Task objective:
Copy out the lines below word for word, leaving out the pictures.

Records to use:
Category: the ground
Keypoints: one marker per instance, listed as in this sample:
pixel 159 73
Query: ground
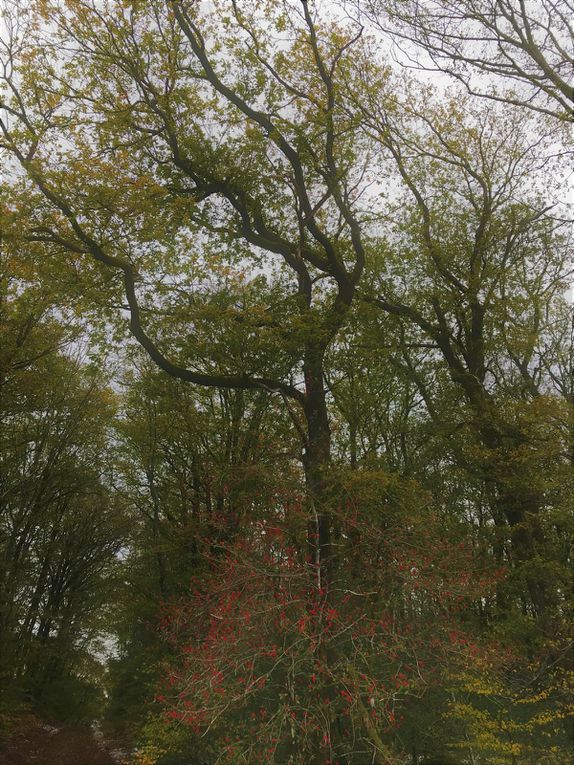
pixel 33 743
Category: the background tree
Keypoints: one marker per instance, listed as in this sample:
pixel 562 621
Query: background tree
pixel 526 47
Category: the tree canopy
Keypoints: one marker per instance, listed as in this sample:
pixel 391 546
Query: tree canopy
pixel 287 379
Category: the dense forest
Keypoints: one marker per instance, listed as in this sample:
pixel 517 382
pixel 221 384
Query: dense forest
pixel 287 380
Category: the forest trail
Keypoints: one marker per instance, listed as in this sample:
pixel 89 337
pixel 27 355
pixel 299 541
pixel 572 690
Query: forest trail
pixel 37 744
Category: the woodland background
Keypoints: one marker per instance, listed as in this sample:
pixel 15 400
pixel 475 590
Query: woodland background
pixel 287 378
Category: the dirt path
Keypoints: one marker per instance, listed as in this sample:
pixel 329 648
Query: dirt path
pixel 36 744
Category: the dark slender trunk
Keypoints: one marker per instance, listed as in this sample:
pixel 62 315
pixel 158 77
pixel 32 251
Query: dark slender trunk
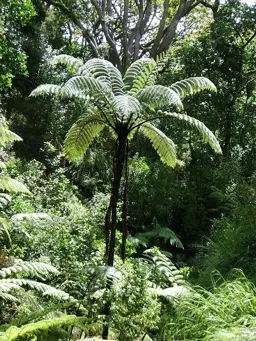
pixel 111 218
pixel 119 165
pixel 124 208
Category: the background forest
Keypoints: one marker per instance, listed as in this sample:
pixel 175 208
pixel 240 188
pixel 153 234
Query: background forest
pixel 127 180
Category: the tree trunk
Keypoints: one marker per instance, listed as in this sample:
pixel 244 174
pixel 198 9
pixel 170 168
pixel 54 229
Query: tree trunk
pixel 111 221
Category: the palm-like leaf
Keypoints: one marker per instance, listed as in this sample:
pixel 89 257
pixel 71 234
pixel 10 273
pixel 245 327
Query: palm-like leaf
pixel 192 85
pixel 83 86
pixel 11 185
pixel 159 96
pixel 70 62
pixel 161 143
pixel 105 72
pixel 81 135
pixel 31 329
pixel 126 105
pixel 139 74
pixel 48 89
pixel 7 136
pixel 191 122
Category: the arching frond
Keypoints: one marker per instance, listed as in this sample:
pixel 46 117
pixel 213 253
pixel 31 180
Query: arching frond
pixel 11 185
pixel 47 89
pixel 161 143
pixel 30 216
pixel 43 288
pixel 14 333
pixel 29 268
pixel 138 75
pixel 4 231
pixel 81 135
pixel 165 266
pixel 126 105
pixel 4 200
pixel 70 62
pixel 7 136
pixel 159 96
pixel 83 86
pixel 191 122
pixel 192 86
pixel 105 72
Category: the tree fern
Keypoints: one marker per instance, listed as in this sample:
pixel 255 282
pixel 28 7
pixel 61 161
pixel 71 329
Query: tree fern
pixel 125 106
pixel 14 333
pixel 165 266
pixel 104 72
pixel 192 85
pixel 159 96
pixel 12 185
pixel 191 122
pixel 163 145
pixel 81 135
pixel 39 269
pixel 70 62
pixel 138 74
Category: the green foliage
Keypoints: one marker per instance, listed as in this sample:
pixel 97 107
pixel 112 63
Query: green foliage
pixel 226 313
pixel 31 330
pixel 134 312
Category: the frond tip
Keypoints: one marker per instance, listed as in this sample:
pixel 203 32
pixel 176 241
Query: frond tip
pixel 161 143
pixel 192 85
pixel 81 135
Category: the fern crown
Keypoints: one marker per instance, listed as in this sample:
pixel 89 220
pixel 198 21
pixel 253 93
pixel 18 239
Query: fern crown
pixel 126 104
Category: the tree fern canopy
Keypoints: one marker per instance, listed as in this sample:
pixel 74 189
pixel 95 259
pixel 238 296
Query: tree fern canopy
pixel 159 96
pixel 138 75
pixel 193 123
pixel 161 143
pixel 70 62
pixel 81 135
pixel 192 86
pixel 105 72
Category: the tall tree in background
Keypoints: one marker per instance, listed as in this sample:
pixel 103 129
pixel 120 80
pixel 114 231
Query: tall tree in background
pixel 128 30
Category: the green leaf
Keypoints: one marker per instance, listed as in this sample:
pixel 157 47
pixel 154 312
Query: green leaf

Reply to the exercise:
Category: the ground
Keypoints: one marker per instance, listed as in this sample:
pixel 159 73
Query: ground
pixel 33 743
Category: the background tree
Keypoints: one marker per instance, listed as in this sample:
pixel 562 621
Query: background tree
pixel 526 47
Category: the tree canopy
Keypoints: one marker per instance, listed as in this sample:
pixel 391 546
Query: tree canopy
pixel 287 379
Category: the dense forest
Keypoints: one marker per instance, listed as in this sample:
pixel 517 382
pixel 221 384
Query: dense forest
pixel 287 380
Category: the forest trail
Keypoints: one marker per instance, listed as in this sample:
pixel 89 337
pixel 27 355
pixel 299 541
pixel 572 690
Query: forest trail
pixel 37 744
Category: the woodland background
Keypoints: one marker per instance, listed as in this sample:
pixel 15 400
pixel 475 590
Query: woodland background
pixel 287 378
Category: the dirt path
Keypoints: one marker per instance, listed as in this sample:
pixel 329 648
Query: dirt path
pixel 36 744
Category: the dark slender trunk
Keypoints: one marker per instance, listed as in this sample:
pixel 62 315
pixel 158 77
pixel 32 251
Query: dark slender trunk
pixel 111 218
pixel 119 165
pixel 124 208
Category: the background forest
Keypoints: one marker per instance, listed as in this sample:
pixel 175 208
pixel 240 188
pixel 153 234
Query: background forest
pixel 127 180
Category: the tree trunk
Keypoints: one marker per instance, listed as in this sample:
pixel 244 174
pixel 198 9
pixel 170 168
pixel 54 229
Query: tree trunk
pixel 111 221
Category: the palm-like leaf
Keypoints: one marker per instance, listed as in this sample:
pixel 89 257
pixel 71 234
pixel 10 273
pixel 245 327
Query: palm-like leaf
pixel 192 85
pixel 83 86
pixel 11 185
pixel 159 96
pixel 70 62
pixel 161 143
pixel 105 72
pixel 81 135
pixel 31 329
pixel 126 105
pixel 139 74
pixel 48 89
pixel 7 136
pixel 191 122
Category: the arching frond
Keypoints: one marker per instance, listed as in this sample:
pixel 46 117
pixel 213 253
pixel 31 180
Query: arching frond
pixel 11 185
pixel 47 89
pixel 161 143
pixel 30 216
pixel 43 288
pixel 14 333
pixel 29 268
pixel 138 75
pixel 4 231
pixel 81 135
pixel 165 266
pixel 126 105
pixel 4 200
pixel 70 62
pixel 7 136
pixel 159 96
pixel 83 86
pixel 191 122
pixel 192 86
pixel 105 72
Category: the tree fern
Keypoints: one marker per instance, listed as in this sample:
pixel 255 282
pixel 28 7
pixel 61 161
pixel 71 329
Query: tree fern
pixel 125 106
pixel 14 333
pixel 165 266
pixel 104 72
pixel 192 85
pixel 159 96
pixel 12 185
pixel 191 122
pixel 163 145
pixel 81 135
pixel 39 269
pixel 70 62
pixel 138 74
Category: the green foliage
Keypoints: one marker per instance, listed as in this sample:
pixel 97 107
pixel 112 63
Query: green foliage
pixel 226 313
pixel 31 330
pixel 134 312
Category: the frond tip
Keypoints: one marker per instance, listed as in this sample:
pixel 203 32
pixel 176 241
Query: frond tip
pixel 161 143
pixel 192 85
pixel 81 135
Category: the fern crown
Keypoints: one marker per instance, listed as in this sample:
pixel 89 220
pixel 198 21
pixel 253 93
pixel 18 239
Query: fern crown
pixel 126 104
Category: the tree fern canopy
Keypoints: one marker per instance, listed as in this sample:
pixel 74 189
pixel 95 259
pixel 238 296
Query: tree fern canopy
pixel 159 96
pixel 138 75
pixel 193 123
pixel 161 143
pixel 70 62
pixel 81 135
pixel 192 86
pixel 105 72
Category: the tall tree in background
Keypoints: one marker per instance, listed as in this sample:
pixel 103 129
pixel 120 80
pixel 114 231
Query: tall tree in background
pixel 128 30
Category: the green leaf
Keypoints: one marker per instance, listed as in this sample:
pixel 157 47
pixel 154 312
Query: green leaf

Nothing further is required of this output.